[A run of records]

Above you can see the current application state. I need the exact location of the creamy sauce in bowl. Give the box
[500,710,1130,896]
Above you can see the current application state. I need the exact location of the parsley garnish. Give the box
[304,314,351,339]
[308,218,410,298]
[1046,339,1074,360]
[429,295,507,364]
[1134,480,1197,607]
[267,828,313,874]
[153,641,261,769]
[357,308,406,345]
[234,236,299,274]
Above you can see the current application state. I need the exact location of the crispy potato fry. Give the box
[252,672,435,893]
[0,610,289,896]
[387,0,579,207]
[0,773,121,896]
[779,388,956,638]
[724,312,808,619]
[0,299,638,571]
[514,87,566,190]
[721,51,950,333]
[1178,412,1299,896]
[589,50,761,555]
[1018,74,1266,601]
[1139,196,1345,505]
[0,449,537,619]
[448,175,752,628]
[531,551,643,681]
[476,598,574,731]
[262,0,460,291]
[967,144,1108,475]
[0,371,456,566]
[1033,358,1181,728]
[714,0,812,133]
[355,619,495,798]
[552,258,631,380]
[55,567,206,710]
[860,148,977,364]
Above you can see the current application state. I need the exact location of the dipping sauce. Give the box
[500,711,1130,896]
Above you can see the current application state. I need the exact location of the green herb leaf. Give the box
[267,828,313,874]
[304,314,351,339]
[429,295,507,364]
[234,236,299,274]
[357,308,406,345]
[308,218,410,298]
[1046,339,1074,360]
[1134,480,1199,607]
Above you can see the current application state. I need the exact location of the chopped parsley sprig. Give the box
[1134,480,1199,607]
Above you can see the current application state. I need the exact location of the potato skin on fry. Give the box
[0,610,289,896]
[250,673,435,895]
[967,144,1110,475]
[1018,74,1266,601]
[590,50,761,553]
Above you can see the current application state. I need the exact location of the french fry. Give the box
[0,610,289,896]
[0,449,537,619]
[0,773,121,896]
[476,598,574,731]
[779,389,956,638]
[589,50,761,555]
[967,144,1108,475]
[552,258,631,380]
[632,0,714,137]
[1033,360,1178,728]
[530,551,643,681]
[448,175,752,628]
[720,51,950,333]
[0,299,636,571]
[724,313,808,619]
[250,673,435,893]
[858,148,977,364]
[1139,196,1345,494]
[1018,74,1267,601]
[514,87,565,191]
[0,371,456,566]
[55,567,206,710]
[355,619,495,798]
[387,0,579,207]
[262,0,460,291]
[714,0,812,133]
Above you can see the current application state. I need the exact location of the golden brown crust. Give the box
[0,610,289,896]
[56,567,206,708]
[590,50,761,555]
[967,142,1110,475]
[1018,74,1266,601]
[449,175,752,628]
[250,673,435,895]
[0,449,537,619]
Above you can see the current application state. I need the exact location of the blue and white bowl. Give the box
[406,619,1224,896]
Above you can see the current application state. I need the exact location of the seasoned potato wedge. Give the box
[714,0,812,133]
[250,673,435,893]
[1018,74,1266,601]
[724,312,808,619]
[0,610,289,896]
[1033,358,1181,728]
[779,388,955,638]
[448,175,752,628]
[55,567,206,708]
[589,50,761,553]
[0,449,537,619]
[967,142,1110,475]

:: Set exercise ::
Rescale part of the records above, starting with the line containing "sprig. Give the box" and going on through the line containing "[590,50,761,553]". Give all of those lines again, requests included, with every bounding-box coordinate in the answers multiplied by 0.25 and rounded to a whole number, halves rounding up.

:: Written solution ::
Above you can see the current application state. I need the exact location of the chopped parsley sprig. Give the box
[284,120,300,152]
Above you can see the current application state. I need the exact location of the potato skin on fry. Give the box
[0,153,72,224]
[63,168,109,224]
[242,36,278,119]
[255,19,317,150]
[148,13,190,138]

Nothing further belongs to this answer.